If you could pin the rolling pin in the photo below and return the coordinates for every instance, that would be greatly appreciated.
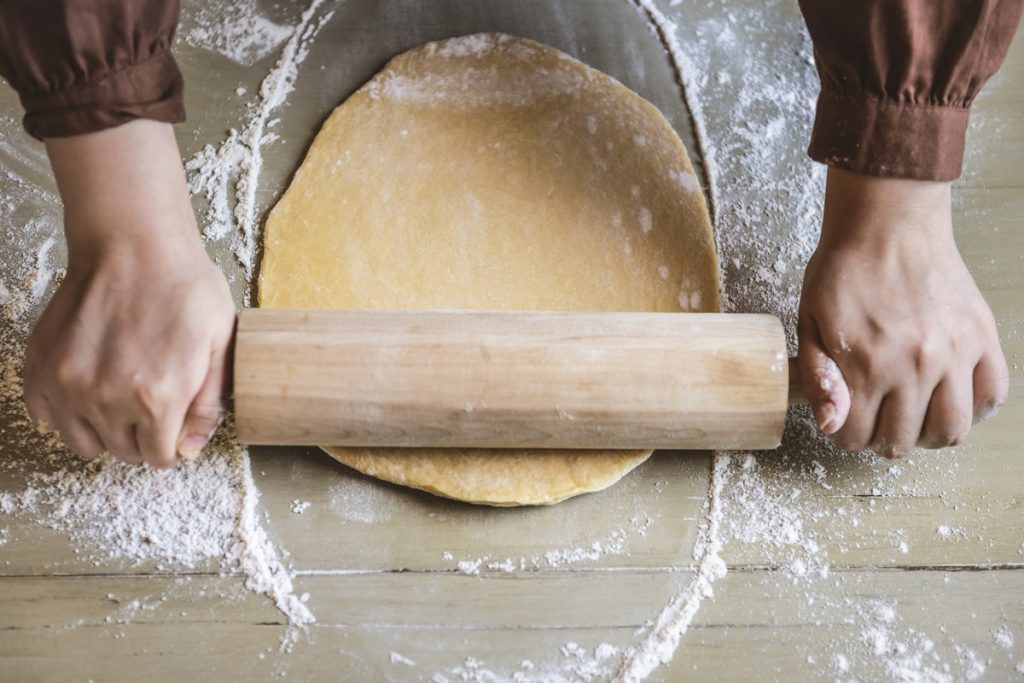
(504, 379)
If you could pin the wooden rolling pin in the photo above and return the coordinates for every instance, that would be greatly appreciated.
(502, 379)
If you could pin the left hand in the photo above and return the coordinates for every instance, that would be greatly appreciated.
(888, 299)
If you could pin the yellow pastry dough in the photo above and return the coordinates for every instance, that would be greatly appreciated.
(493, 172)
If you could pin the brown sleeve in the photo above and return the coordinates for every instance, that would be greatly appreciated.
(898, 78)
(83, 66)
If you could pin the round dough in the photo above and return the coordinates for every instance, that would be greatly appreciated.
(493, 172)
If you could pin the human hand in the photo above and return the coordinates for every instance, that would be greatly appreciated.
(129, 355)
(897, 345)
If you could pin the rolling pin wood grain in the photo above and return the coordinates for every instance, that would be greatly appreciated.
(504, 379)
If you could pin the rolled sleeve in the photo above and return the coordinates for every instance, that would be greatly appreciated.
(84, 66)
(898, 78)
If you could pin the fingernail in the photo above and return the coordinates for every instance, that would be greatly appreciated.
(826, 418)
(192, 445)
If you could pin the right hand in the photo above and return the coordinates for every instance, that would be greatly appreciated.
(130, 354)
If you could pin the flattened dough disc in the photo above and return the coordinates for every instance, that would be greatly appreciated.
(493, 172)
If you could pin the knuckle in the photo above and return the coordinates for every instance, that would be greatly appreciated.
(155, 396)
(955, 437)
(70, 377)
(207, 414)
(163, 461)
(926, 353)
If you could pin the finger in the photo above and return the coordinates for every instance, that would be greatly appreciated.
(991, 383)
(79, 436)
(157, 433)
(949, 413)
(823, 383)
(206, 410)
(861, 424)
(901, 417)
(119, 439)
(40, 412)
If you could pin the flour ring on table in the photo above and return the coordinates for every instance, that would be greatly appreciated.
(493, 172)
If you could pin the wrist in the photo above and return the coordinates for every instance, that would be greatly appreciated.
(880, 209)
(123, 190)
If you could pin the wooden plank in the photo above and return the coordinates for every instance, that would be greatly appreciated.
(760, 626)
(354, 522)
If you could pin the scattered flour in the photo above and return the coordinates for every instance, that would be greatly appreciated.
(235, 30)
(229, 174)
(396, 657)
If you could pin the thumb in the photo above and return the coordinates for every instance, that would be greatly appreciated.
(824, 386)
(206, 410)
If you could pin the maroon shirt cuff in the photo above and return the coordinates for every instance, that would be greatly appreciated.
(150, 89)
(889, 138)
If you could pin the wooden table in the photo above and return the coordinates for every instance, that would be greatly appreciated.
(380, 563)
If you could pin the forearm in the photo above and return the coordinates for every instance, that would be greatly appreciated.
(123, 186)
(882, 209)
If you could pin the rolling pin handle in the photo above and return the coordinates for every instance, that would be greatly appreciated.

Your assignment
Any picture found in the data is to be skipped while the rest is copied exactly.

Task response
If you could pin the rolling pin in the photo below and return the coordinates for every instance, that would be greatly appreciated.
(504, 379)
If you could pin the wooden rolling pin in the photo above and return the coordinates for every instance, that would be greatly appreciated.
(502, 379)
If you could pin the left hand in the photo above and return the coordinates for every instance, that would be greatly appreciated.
(888, 299)
If you could pin the yellow pastry dough in the photo above and return the coordinates for every instance, that would be greatly appreciated.
(493, 172)
If you could pin the brown sleeve in the photo above and return the coordinates for every instance, that would be greatly appreciated.
(898, 78)
(83, 66)
If you could pin the round dough in the photo above and return the coordinates for every instance, that would be greatly appreciated.
(493, 172)
If you could pin the human hand in the photo above and return the coordinates for every instance, that would be greatly appreciated.
(129, 355)
(897, 345)
If you could pin the rolling pin wood grain in the photo above and return the coordinates for every instance, that would be greatly appreciated.
(504, 379)
If you could pin the rolled sleeve in the photo above and return the coordinates for every instance, that would be greatly appreciated.
(84, 66)
(898, 78)
If you could pin the fingernail in the photo above and return the coordinates for every instance, that would be greatly appreciated.
(826, 418)
(192, 445)
If you could pin the right hand in the photo above and return the coordinates for every instance, that would be greatly appreciated.
(130, 354)
If you could pin the flattened dough disc in the photo above and return the coordinates for every instance, that would be greatly appreciated.
(493, 172)
If you could pin the knuckle in the photo above and return the coordinates for every instance, that would be greatly appreciated.
(155, 396)
(955, 437)
(70, 377)
(207, 414)
(163, 461)
(926, 353)
If you could pin the finger in the photo above and return the coordinates for every instance, that would be greatly appreciated.
(991, 383)
(79, 436)
(157, 433)
(949, 413)
(823, 383)
(206, 410)
(861, 424)
(901, 417)
(119, 439)
(40, 412)
If you could pin the flour ring on table in the photo above and return the coordinates for every instance, that would be greatly appreciated.
(493, 172)
If you could pin the wrist in the photo above and return the coordinates for every instance, that would be greatly appreciated.
(880, 209)
(123, 190)
If you could pin the wooden plank in the photo above and return the coordinates for every instance, that would be greatly appreciated.
(760, 626)
(354, 522)
If you could pin the scattered flour in the photo above and return the coordinates for every instance, that would be greatly appreciated.
(235, 30)
(229, 174)
(396, 657)
If you could pin the thumb in the photo above and return the coordinates for every instance, that would be greatly appreciated.
(824, 386)
(206, 410)
If you could pin the maroon shirt cuff in the photo above and return the coordinates for every instance, that would be greatly appreciated.
(150, 89)
(889, 138)
If you could pin the wooden table in the photo above and return the coordinates for every instance, that would be greatly appreciated.
(380, 563)
If you could pin the forearm in the photo above and return the coordinates for every instance, that would be greatly appreciated.
(123, 186)
(882, 209)
If you could pin the rolling pin handle in the photo above and return the coordinates for every instance, that would be greatly appreciated.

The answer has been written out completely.